Return only those lines of the records below in which "white" appears.

(Supplied entries Opens)

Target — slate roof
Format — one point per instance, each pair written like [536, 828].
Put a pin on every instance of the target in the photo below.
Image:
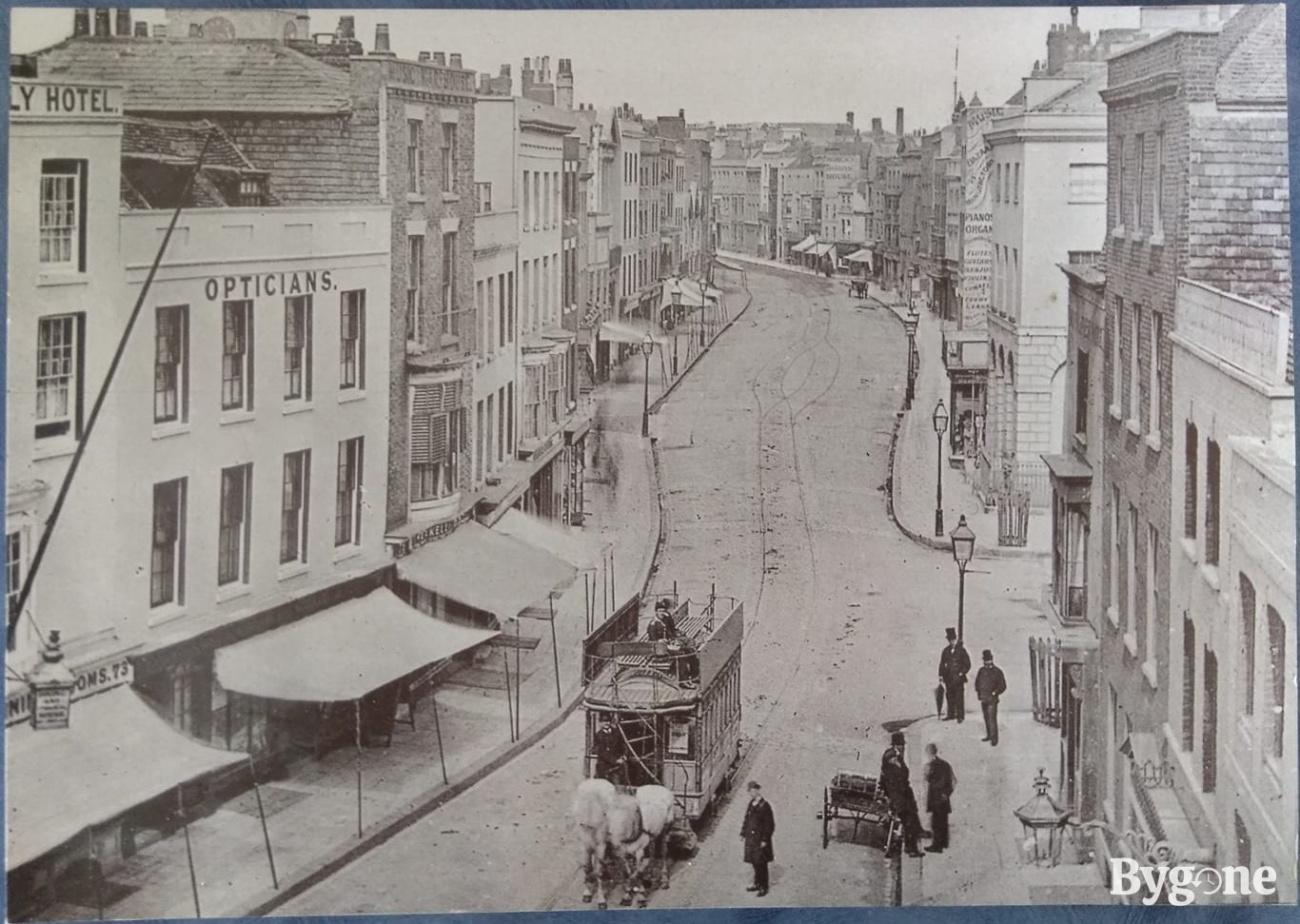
[192, 75]
[1256, 69]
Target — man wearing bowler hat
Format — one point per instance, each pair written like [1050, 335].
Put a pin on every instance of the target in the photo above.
[757, 831]
[953, 667]
[990, 685]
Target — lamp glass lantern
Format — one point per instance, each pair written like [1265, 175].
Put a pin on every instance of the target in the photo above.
[963, 543]
[1044, 823]
[940, 418]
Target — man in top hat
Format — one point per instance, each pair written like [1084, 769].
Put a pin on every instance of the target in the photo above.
[895, 778]
[953, 667]
[990, 685]
[757, 831]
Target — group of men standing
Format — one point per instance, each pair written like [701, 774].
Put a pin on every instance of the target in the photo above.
[955, 664]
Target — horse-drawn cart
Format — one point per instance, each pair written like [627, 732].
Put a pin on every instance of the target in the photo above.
[858, 798]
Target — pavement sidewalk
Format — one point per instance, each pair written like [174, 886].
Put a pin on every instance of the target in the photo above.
[916, 458]
[311, 814]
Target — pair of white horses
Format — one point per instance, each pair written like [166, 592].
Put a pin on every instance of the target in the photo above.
[622, 832]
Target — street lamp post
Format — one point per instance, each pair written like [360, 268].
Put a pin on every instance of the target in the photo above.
[909, 325]
[963, 549]
[646, 348]
[940, 419]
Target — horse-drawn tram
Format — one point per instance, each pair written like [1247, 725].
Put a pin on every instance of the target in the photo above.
[670, 702]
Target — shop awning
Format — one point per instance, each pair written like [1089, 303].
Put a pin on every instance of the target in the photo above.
[116, 754]
[487, 571]
[342, 653]
[631, 331]
[576, 547]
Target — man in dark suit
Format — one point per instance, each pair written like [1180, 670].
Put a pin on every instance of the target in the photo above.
[895, 780]
[940, 782]
[610, 760]
[757, 831]
[990, 685]
[953, 667]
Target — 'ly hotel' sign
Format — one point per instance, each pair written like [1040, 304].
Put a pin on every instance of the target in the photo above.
[64, 100]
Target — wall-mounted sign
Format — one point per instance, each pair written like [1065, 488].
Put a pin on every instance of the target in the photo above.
[64, 100]
[89, 681]
[259, 285]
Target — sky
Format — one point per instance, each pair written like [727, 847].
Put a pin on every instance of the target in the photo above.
[731, 65]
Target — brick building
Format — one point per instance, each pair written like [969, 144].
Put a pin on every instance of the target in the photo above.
[1196, 188]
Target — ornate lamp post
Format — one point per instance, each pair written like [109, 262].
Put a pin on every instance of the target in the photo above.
[940, 419]
[909, 325]
[646, 348]
[1044, 823]
[963, 549]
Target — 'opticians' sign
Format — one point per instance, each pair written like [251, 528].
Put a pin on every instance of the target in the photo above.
[259, 285]
[69, 100]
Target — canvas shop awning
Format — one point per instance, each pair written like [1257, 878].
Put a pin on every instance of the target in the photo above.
[487, 571]
[628, 331]
[344, 653]
[116, 756]
[581, 550]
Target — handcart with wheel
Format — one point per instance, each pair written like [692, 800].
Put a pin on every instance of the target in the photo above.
[858, 798]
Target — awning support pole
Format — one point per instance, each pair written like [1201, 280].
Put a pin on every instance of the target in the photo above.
[262, 814]
[555, 654]
[510, 694]
[188, 853]
[356, 711]
[437, 731]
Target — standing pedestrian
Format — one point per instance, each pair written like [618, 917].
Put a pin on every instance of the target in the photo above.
[953, 667]
[940, 782]
[610, 759]
[895, 778]
[757, 831]
[990, 684]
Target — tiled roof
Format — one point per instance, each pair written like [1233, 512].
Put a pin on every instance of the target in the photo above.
[184, 75]
[1256, 69]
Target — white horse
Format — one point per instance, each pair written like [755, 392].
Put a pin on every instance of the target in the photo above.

(Supplied entries Closes)

Solution to this problem >>
Target — pair of white horses
Target — white horse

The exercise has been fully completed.